** TRECHO DO DOCUMENTO **
####

O sentimento generalizado de revolta que precede a Intifada está nas ruas há tempos. (Sua fonte é o cotidiano que relembra constante e sadicamente, grilhão na ferida, o bloqueio da vida, a ofensa rotineira da dignidade nos Check-Points e no controle da água e da comida, os cemitérios que engolem vidas jovens e a própria morte que se torna impossível, em sua desritualização). Houve quem a chamasse no primeiro semestre deste ano pela internet. Protestos pacíficos têm acontecido nos últimos meses – como o exemplar Olive Revolution – e a capacidade de mobilização mostra-se cada vez maior. Com ela, como é costumeiro no conflito, cresce também a resposta seca, brutal e violenta de Israel. Como vazado em um dos informesdo Wikileaks, o exército de Israel afirma não estar preparado para lidar com Gandhis. A resposta às demonstrações pacíficas é a milícia típica do fascismo – me desculpo com os ouvidos mais sensíveis, mas não há outro termo. É conhecido da mídia internacional que Israel, nos últimos meses, tem treinado militarmente Settlers e lhes fornecido armas, balas de borracha e bombas de gás lacrimogênio. Há quem defenda balas de verdade, como citei na postagem anterior. Quem vive aqui sabe que não há necessidade, os Settlers têm há tempos armas e munição letal. A milícia, fundada, no duplo sentido, pelo estado israelense, chegou ao ponto de se internacionalizar. O grupo terrorista francês JDL, como os denomina Israel e os EUA, chegará a Israel com homens e mulheres de formação militar para fazer a proteção dos Settlements durante as esperadas manifestações palestinas. De acordo com a instrução da IDF – forças armadas israelenses -, serão pintadas linhas no chão que dão aos poucos direitos aos Settlers: cruzar a primeira linha dá direito à balas de borracha, a segunda, bombas de gás lacrimogênio. Quantos cruzarão a terceira linha? O leitor notará que nem entro aqui no mérito da violência indiscriminada – como os corpos das crianças de Gaza, durante a operação Cast Lead, não nos deixam esquecer – do exército. Deste se espera uma versão ainda mais brutalizada de seu comportamento habitual. Que a repressão chegue ao ponto de milícias civis é sinal por si só do monte de pólvora que aguarda a fagulha da Assembleia da ONU.

####

** OBJETIVO **
De acordo com o trecho do documento, que grupo francês chegará a Israel para proteger os Settlements durante as manifestações palestinas?

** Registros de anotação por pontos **
####

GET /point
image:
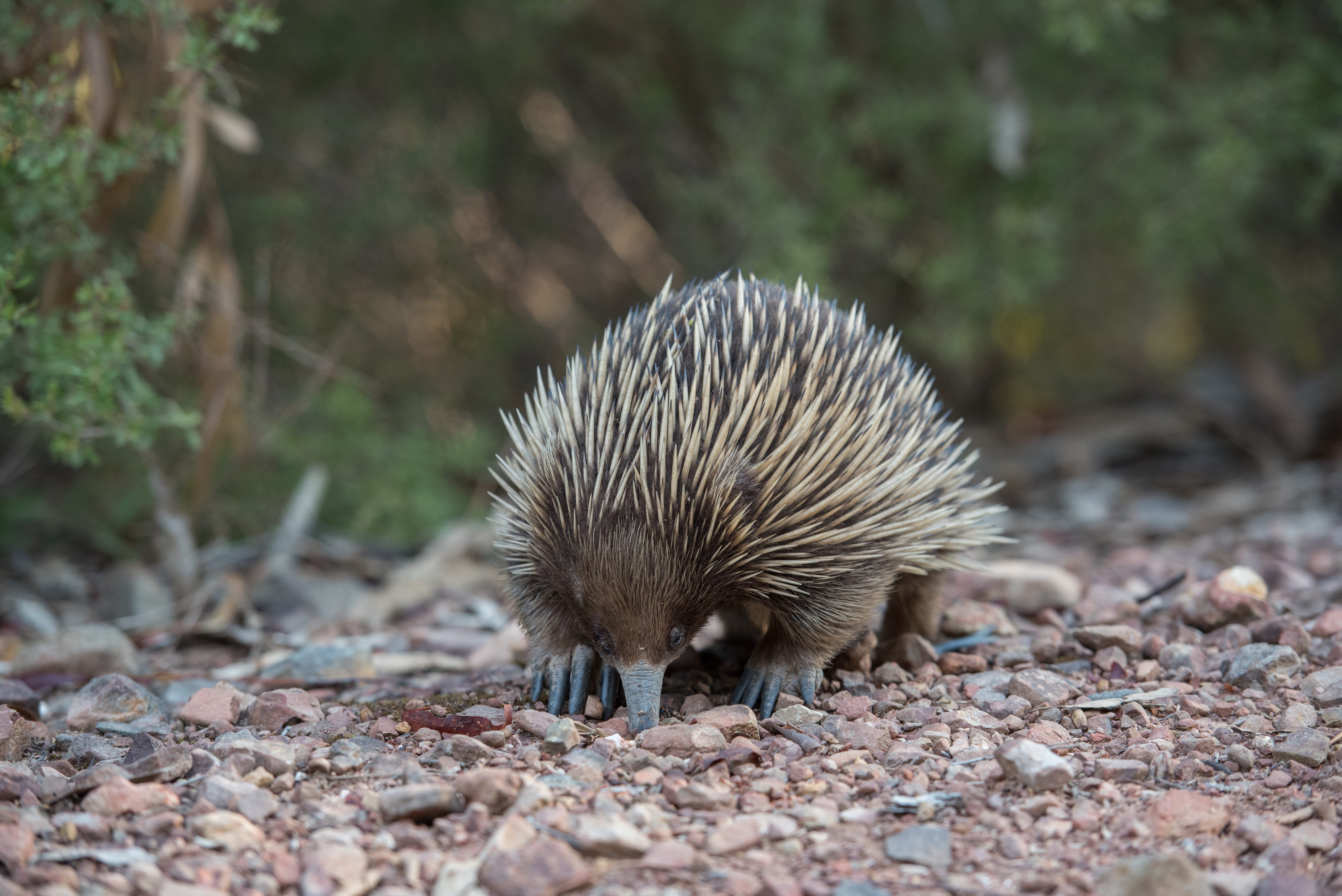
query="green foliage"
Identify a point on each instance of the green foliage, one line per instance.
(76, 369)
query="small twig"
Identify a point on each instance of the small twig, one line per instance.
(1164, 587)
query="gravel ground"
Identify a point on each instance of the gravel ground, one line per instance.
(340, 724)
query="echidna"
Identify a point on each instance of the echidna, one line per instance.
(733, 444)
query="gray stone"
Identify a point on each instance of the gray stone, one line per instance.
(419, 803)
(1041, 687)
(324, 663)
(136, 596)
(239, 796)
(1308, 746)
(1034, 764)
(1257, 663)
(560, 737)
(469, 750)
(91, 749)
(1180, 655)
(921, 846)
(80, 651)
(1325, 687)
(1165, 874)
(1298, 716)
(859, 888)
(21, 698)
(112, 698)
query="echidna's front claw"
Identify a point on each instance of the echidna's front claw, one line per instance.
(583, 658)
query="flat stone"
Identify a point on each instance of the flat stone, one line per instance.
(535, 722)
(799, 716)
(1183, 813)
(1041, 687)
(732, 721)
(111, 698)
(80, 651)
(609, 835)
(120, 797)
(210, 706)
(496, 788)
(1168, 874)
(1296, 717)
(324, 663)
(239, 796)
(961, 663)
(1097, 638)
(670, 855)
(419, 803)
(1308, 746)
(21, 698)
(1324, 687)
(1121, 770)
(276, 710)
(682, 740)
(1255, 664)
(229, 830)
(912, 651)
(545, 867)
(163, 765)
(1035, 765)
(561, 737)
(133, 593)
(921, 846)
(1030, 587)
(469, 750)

####

** RESPOSTA COMPLETA **
O grupo francês JDL, que Israel e os EUA chamam de terrorista.